TAREA A RESOLVER: Vuelve a escribir, sin omitir nada, solo las líneas que van desde el inicio del material hasta la línea que contiene "x=464 y=281", esta incluida. Desplaza en 44 cada número de las coordenadas dadas como respuesta y deja las demás líneas sin cambios.

DATOS REGISTRADOS:

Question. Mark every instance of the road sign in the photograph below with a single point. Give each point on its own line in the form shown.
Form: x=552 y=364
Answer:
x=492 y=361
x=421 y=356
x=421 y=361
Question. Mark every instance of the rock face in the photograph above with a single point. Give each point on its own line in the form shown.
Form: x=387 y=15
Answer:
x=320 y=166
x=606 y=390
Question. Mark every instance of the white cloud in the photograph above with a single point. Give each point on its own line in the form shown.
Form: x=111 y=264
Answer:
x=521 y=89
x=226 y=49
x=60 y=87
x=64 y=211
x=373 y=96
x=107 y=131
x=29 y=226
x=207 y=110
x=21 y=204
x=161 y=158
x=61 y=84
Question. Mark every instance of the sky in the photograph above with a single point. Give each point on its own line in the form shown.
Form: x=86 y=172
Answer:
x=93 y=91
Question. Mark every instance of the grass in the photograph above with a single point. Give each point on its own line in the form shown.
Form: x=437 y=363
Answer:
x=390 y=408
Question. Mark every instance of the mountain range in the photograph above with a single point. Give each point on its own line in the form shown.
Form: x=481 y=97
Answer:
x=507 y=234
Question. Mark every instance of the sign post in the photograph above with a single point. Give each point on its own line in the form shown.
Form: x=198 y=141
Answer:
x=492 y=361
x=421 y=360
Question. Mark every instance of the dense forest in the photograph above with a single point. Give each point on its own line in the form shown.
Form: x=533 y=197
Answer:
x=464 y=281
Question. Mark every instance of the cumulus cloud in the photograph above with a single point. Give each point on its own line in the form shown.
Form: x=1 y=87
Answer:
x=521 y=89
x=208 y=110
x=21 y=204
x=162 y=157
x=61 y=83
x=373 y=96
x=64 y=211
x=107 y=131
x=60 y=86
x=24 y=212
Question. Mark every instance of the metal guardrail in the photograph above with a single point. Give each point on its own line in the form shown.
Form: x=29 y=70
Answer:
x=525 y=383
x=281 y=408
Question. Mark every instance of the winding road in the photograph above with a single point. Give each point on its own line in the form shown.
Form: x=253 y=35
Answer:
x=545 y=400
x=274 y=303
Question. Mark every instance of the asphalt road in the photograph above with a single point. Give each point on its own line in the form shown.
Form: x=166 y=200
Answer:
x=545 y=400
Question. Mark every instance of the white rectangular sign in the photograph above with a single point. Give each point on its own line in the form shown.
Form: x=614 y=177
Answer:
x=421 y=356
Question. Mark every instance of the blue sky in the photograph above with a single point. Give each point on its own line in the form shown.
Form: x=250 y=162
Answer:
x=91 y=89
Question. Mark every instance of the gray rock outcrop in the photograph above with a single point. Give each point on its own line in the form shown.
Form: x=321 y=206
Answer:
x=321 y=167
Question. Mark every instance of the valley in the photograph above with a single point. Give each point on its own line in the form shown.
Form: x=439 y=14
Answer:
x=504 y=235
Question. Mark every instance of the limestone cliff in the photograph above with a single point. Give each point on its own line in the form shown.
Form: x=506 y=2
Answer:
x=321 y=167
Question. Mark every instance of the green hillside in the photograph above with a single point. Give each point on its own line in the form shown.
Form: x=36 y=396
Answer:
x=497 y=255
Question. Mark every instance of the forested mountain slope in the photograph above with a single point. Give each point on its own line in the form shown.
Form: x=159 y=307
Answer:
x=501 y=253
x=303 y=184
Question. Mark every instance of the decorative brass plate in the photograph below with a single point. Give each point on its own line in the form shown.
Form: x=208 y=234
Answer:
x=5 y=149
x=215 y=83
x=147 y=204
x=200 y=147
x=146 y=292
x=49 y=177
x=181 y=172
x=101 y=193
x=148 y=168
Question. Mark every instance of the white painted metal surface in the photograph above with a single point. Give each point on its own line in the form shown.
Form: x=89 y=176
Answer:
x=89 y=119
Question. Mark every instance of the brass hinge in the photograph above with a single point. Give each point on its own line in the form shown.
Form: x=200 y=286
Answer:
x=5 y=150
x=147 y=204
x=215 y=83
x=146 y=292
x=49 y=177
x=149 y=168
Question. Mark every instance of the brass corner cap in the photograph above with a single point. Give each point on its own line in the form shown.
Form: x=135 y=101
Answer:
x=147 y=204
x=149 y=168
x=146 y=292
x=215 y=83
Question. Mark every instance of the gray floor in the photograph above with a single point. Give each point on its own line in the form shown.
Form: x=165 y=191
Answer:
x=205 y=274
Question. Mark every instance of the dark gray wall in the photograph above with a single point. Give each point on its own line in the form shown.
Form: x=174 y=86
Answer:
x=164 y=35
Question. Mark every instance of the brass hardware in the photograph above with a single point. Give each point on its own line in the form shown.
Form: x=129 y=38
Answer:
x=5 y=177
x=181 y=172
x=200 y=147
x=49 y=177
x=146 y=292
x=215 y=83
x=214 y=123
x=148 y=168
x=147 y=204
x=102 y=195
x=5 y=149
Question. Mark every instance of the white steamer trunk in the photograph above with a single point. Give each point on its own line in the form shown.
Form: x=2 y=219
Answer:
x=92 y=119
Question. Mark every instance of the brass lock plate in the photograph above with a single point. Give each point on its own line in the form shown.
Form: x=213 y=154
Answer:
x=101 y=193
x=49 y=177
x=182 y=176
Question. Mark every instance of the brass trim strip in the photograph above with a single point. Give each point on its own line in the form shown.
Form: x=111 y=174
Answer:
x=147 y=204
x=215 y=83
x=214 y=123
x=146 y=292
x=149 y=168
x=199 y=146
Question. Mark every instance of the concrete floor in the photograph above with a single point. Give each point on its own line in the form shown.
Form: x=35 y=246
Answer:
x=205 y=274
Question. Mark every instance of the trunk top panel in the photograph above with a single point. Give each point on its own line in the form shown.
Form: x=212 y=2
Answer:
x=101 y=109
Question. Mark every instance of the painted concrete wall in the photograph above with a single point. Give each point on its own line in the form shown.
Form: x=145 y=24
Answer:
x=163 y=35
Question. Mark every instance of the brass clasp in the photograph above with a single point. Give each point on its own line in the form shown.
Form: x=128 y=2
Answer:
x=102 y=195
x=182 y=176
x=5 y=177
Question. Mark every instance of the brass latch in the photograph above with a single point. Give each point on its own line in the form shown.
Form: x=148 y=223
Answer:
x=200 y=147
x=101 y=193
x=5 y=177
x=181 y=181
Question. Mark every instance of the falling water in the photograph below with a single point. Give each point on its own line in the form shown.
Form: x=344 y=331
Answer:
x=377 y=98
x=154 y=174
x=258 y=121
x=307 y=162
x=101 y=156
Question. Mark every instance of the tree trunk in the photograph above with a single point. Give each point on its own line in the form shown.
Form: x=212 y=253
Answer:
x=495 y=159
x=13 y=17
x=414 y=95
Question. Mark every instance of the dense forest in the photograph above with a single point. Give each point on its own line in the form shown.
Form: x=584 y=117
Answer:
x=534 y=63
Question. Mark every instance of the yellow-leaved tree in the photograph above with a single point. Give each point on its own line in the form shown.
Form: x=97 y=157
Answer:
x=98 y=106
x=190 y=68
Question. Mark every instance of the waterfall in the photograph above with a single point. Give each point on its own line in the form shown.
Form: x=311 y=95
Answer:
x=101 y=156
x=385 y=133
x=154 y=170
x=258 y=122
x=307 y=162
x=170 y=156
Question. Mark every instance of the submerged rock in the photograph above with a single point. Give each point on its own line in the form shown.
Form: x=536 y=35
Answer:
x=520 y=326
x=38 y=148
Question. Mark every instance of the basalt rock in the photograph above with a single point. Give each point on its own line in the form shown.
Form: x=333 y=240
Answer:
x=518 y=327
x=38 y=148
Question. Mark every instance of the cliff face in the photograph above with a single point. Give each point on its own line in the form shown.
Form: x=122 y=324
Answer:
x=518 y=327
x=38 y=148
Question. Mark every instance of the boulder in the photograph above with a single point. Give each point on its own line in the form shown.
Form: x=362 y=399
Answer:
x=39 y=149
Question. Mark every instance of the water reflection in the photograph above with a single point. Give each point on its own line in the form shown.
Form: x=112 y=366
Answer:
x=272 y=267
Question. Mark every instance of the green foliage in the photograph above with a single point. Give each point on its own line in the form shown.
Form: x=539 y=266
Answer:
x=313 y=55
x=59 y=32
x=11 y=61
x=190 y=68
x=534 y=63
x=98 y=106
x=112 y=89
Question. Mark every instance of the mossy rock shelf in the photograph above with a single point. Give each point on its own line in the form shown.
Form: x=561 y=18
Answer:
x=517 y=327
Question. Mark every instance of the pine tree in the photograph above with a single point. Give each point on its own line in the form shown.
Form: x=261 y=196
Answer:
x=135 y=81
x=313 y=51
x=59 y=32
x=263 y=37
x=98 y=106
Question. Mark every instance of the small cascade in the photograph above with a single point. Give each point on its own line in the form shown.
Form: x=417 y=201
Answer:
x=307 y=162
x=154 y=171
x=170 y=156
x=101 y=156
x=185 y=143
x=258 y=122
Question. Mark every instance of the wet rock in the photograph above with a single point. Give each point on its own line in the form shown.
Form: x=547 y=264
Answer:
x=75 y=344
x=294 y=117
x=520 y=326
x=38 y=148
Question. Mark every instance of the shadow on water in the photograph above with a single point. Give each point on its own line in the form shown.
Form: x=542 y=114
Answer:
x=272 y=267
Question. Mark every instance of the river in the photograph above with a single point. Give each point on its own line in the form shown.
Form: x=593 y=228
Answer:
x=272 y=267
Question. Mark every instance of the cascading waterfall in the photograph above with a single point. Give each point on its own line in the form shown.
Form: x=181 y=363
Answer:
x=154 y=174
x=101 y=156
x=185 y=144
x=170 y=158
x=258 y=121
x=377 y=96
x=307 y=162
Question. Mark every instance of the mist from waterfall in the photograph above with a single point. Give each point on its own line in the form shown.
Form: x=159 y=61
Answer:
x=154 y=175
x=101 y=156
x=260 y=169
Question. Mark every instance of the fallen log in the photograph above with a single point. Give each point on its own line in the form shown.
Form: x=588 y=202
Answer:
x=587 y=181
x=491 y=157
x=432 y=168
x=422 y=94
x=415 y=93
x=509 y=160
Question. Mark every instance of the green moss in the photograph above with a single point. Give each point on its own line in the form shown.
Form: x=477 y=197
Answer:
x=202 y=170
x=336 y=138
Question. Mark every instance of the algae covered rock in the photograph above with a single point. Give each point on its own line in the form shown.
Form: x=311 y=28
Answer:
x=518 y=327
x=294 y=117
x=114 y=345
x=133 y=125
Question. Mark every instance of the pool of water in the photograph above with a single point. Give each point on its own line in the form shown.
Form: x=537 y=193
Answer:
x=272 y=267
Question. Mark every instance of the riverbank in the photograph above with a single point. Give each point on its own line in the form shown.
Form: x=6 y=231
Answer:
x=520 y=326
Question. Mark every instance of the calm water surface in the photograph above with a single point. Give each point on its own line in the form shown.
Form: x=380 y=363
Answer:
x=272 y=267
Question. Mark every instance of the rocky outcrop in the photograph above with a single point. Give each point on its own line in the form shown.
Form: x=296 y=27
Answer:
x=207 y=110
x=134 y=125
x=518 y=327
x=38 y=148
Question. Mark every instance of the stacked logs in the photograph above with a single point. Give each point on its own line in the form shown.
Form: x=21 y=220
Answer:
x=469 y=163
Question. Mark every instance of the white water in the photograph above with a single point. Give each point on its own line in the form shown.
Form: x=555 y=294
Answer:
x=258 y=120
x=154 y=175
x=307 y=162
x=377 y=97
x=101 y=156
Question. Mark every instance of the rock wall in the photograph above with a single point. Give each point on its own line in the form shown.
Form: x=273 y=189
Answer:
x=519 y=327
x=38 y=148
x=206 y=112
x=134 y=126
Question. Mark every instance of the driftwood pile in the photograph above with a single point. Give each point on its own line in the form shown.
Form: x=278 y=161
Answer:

RESPUESTA ESCRITA:
Question. Mark every instance of the road sign in the photograph below with a single point. Give each point on its own line in the form shown.
Form: x=552 y=364
Answer:
x=536 y=405
x=465 y=400
x=465 y=405
Question. Mark every instance of the rock face in the photograph above with a single point. Give each point on its own line in the form shown.
Form: x=387 y=15
Answer:
x=364 y=210
x=650 y=434
Question. Mark every instance of the white cloud in the photograph above with a single point. Give each point on its own line in the form shown.
Form: x=111 y=264
Answer:
x=565 y=133
x=270 y=93
x=104 y=131
x=108 y=255
x=417 y=140
x=151 y=175
x=73 y=270
x=251 y=154
x=65 y=248
x=205 y=202
x=105 y=128
Question. Mark every instance of the sky in the photograph above with a single point. Give each point on its own line in the form shown.
Form: x=86 y=172
Answer:
x=137 y=135
Question. Mark every instance of the grass in the photograph above with a single point. Give each point on its own line in the form shown.
Form: x=437 y=363
Answer:
x=434 y=452
Question. Mark every instance of the mountain range in the photograph above with a single point. Give each point on its own line in the form shown.
Form: x=481 y=97
Answer:
x=551 y=278
Question. Mark every instance of the sign post in the photograph above with a single point. Give each point on its own line in the form shown.
Form: x=198 y=141
Answer:
x=536 y=405
x=465 y=404
Question. Mark every instance of the dense forest in the photograph above with a single point. Give each point on its own line in the form shown.
Form: x=533 y=197
Answer:
x=508 y=325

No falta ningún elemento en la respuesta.